◆ **What the exercise asks**
Read the text on police reforms below and decide whether each statement agrees with it. For each, answer yes or no and quote the words from the text that decide it. (a) House Bill 4205 requires officers to report a fellow officer's misconduct to a supervisor within 72 hours. (b) House Bill 4208 bans tear gas with no exceptions. (c) Under the state's definition of "riot," police can use gas only when ten or more people gather.

◆ **Document text**
We took a closer look at what mattered from a whirlwind session.

POLICE REFORMS

Here's what the special session accomplished on police accountability, and what it didn't.

1. Officer misconduct will be tracked more closely. House Bill 4205 requires officers to intervene or report to a supervisor within 72 hours when a fellow officer engages in misconduct. The misconduct that must be reported includes unjustified or excessive use of force, sexual misconduct and discrimination.

House Bill 4207 requires the Department of Public Safety Standards and Training to create and maintain a statewide online database that tracks suspensions and revocations of certificates. Before a law enforcement agency can extend a job offer to a new officer, it must review his or her personnel file from the previous agency for which the officer worked. "We've been working on that legislation for a number of years," says Scott Winkels, a lobbyist for the League of Oregon Cities. "It makes it easier to get a complete background. That's a big deal."

2. Tear gas and chokeholds will undergo scrutiny. House Bills 4203 and 4208 banned chokeholds and tear gas, respectively. But both bills include provisions that put their use in a gray area rather than ban them outright.

HB 4203 says chokeholds are not allowed "unless the circumstance is one in which the peace officer may use deadly physical force." Portland civil rights lawyer Jason Kafoury says the state's definition of "deadly force" is so broad, chokeholds will still be permissible in some circumstances. "They've raised the bar on chokeholds," Kafoury says, "but I still think there's a lot of arguments cops can make to say [suspects] were using deadly force."

Similarly, HB 4208 purports to ban tear gas, also known as CS gas. But the bill includes a notable loophole: Police can deploy tear gas for the purpose of crowd control "in circumstances constituting a riot." By the state's definition of "riot," the police can use gas anytime five or more people gather, engage in "tumultuous and violent conduct," and won't disperse after being ordered to do so. "It doesn't do that much because [police] can declare a riot pretty openly," Kafoury says. "I'm not sure how that's going to decrease tear gas use."

3. Investigations of deadly use of force might still be influenced by conflicts of interest. As WW previously reported, lawmakers used Senate Bill 1604 to chip away at the arbitration rules that make it difficult to fire bad cops. They made less progress shifting the investigation of police shootings away from local governments to an independent agency.

◆ **Supplied information**

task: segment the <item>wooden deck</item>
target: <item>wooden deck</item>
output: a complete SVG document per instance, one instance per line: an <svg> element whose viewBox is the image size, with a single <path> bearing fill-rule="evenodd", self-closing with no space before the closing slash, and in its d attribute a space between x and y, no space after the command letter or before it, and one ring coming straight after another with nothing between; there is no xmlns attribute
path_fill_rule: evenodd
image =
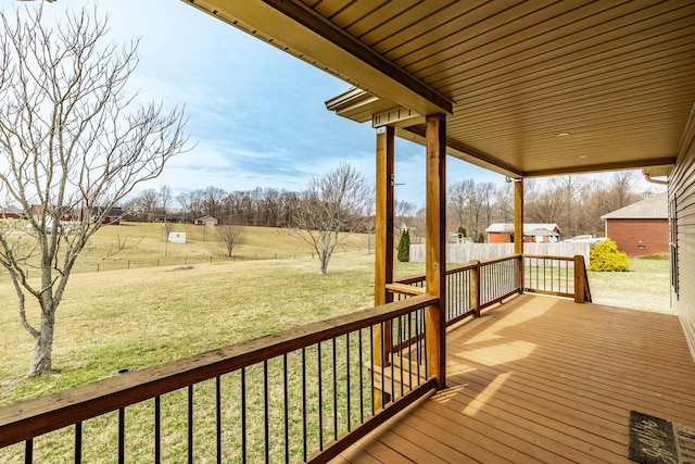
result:
<svg viewBox="0 0 695 464"><path fill-rule="evenodd" d="M448 333L447 387L336 462L630 463L630 410L695 426L667 314L525 294Z"/></svg>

◆ **Solution to this problem**
(a) Yes: "House Bill 4205 requires officers to intervene or report to a supervisor within 72 hours when a fellow officer engages in misconduct."
(b) No: "But the bill includes a notable loophole"
(c) No: "the police can use gas anytime five or more people gather"